--- Material shown Enclosed Below ---

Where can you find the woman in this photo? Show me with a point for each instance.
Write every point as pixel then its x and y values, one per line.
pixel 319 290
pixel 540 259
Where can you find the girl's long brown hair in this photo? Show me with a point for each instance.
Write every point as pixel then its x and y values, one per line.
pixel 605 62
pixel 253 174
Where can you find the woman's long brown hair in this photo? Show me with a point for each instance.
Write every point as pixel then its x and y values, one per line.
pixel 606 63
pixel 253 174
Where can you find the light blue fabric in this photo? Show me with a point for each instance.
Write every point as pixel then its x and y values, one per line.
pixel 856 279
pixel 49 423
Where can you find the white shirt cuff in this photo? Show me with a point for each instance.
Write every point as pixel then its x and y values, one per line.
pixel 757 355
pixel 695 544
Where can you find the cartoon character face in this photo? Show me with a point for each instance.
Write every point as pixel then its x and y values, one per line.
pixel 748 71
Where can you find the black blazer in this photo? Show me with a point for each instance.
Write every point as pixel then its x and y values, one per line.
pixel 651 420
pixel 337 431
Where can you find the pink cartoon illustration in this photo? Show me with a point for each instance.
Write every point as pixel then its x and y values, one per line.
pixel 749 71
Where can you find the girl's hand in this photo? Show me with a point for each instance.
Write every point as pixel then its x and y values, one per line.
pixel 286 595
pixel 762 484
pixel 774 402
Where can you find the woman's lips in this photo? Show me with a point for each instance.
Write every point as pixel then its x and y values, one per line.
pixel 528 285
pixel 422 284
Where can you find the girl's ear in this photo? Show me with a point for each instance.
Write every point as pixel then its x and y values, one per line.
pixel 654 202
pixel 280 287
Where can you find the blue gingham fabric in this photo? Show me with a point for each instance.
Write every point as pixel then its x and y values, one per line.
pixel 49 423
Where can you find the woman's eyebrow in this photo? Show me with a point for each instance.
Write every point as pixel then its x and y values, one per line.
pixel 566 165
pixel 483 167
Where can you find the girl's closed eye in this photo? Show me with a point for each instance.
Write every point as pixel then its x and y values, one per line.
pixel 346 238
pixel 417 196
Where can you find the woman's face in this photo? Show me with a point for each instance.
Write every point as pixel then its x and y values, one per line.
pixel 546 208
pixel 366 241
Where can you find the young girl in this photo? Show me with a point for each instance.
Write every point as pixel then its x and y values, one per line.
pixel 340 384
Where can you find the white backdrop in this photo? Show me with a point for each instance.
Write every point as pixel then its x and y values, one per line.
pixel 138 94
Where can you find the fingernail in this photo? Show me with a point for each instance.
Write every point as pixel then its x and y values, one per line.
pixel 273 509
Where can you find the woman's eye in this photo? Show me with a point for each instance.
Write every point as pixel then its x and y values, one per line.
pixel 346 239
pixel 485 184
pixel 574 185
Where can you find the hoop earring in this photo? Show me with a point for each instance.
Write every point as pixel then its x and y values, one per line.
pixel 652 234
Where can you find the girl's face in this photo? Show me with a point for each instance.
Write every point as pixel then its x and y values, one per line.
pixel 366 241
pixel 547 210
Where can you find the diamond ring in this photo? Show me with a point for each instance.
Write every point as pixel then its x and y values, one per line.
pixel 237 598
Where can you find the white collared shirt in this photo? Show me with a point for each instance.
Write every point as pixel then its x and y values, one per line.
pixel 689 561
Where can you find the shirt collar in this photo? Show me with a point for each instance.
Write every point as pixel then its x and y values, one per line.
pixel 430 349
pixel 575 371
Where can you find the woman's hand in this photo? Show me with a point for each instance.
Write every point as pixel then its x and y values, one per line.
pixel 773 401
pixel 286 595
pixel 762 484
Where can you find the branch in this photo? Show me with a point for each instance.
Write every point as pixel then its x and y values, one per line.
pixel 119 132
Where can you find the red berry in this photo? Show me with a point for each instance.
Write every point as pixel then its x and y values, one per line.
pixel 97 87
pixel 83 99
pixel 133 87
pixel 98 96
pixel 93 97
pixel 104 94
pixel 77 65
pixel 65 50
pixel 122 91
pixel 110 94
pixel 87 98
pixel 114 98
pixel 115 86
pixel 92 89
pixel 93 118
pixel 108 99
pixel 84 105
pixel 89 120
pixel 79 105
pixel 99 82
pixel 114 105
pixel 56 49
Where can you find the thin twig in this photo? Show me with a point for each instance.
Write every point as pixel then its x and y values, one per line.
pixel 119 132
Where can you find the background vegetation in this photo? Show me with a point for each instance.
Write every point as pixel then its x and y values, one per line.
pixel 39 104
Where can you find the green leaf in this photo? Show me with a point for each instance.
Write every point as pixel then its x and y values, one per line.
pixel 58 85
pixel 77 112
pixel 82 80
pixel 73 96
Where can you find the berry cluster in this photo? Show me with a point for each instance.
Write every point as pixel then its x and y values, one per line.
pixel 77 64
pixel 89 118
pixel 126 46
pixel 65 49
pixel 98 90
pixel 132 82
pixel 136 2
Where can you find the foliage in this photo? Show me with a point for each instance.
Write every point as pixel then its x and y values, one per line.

--- End of Enclosed Material shown ---

(Prompt)
The reply should consist of all the records, repeated exactly.

(Solution to the exercise)
Where can you find the woman in this photo? Show me with a point for each instance.
Write every point as pixel then its x and y values, one per line.
pixel 319 290
pixel 540 259
Where can you find the girl's long brown hair in this photo? Show me with a point for each instance.
Write every point as pixel then its x and y values, one per line.
pixel 605 62
pixel 253 174
Where can you find the woman's long brown hair in this photo? Show me with a point for each instance.
Write every point as pixel then its x and y values, one per line.
pixel 606 63
pixel 253 174
Where can you find the light blue fabric in this photo? Show me with a point for each instance.
Write every point as pixel then its x and y values, one per line.
pixel 856 279
pixel 49 423
Where can you find the white shirt cuff in this photo? Show me with a point for each instance.
Write every point as pixel then its x and y values, one per line.
pixel 757 355
pixel 695 544
Where can you find the cartoon character face in this photo? Show me with a point for each instance.
Write every point as pixel then its x and y values, one per line.
pixel 748 71
Where can you find the black blazer in this photo? Show me with a point for each instance.
Write every point as pixel then its x and y values, one per line.
pixel 651 420
pixel 337 431
Where can you find the pink cartoon illustration in this photo? Show me with a point for each instance.
Write every point as pixel then its x and y values, one per line.
pixel 749 71
Where can you find the girl's hand in this photo? Show me with a point for each instance.
Write every point as pixel then its x and y values, one per line.
pixel 286 595
pixel 762 484
pixel 774 402
Where can you find the woman's lips in this photo? Show me with a point for each instance.
Write every point as pixel then its x and y values, one per line.
pixel 528 285
pixel 422 284
Where can you find the girl's ear in this photo? Show me with a point for each instance.
Write every point as pixel then its x and y values, one per line.
pixel 654 202
pixel 280 287
Where can you find the blue gingham fabric in this photo? Show me with a point for each instance.
Write every point as pixel then its x and y values, one per line.
pixel 49 423
Where can you find the woman's eyebrow in this photo? Show me with a point for each instance.
Write every point as pixel then its x and y values, one per line.
pixel 566 165
pixel 483 167
Where can you find the girl's closed eye in this photo? Show me with a point for each instance.
Write every point as pixel then its x and y values, one per line.
pixel 346 238
pixel 417 196
Where can you find the woman's face in this photo? Show me with a point for each instance.
Write every point as pixel then its x and y values, one per line.
pixel 546 208
pixel 366 241
Where can you find the young girl in this photo? Show me with a point for each instance.
Write every point as pixel then its x and y values, one per line.
pixel 340 384
Where can you find the white backdrop in this photo? Show me with a point for each instance.
Write every point as pixel then its x and y values, one per line.
pixel 138 94
Where can you find the fingernail in this photo? Show me with a point for each instance.
Write every point as pixel then its x and y values, one per line.
pixel 273 509
Where can you find the woman's eye in this photo? Show me with a point for each instance.
Write every point as pixel then its x and y values, one per line.
pixel 346 239
pixel 485 184
pixel 574 185
Where can you find the hoop earring in this photo? Show me with a point for each instance.
Write every point as pixel then its x and y values, one per line.
pixel 652 234
Where can you find the girl's face in this photo? Show me with a point for each instance.
Write every point as pixel then its x and y values, one per line.
pixel 366 241
pixel 547 210
Where can you find the diamond ring in this photo? Show me with a point for each instance.
Write every point as pixel then its x and y values, one per line.
pixel 237 598
Where can you find the white collared shirt in this photo? Show me with a point for each instance.
Write every point as pixel then its x and y values, one per line.
pixel 689 561
Where can you find the shirt collar in this photo? Show me with a point for each instance.
Write every point as pixel then its x and y values, one per line.
pixel 430 349
pixel 575 371
Where can you find the woman's hand in this photo? Show me with a point for each instance.
Write every point as pixel then its x and y values, one per line.
pixel 773 401
pixel 286 595
pixel 762 484
Where can you find the branch in this photo? Show me with a point for each instance.
Write every point as pixel then its x and y values, one per line.
pixel 119 132
Where can you find the red berry in this photo? Show me with a point for each instance.
Write every point as pixel then its x and y values, one per line.
pixel 97 87
pixel 83 99
pixel 133 87
pixel 98 96
pixel 93 97
pixel 104 94
pixel 77 65
pixel 65 50
pixel 122 91
pixel 110 94
pixel 87 98
pixel 114 98
pixel 115 86
pixel 92 89
pixel 93 118
pixel 108 99
pixel 84 105
pixel 89 120
pixel 79 105
pixel 99 82
pixel 114 105
pixel 56 49
Where can you find the thin twig in this photo? Show me with a point for each instance.
Write every point as pixel then its x and y values, one per line.
pixel 119 132
Where can you find the background vegetation in this photo? Show me with a point for each instance.
Write every point as pixel then its x and y values, one per line.
pixel 39 104
Where can you find the green leaf in this photo? Show me with a point for each instance.
Write every point as pixel then its x and y values, one per line.
pixel 58 85
pixel 77 112
pixel 82 80
pixel 73 96
Where can you find the berry cluster in this photo? Show me with a point for each instance.
Write every point as pixel then its x and y values, one per line.
pixel 77 64
pixel 89 118
pixel 126 46
pixel 65 49
pixel 98 90
pixel 132 82
pixel 136 2
Where can you find the foliage in this photo? Show me with a point for each instance.
Write every point as pixel then its x and y values, one per line.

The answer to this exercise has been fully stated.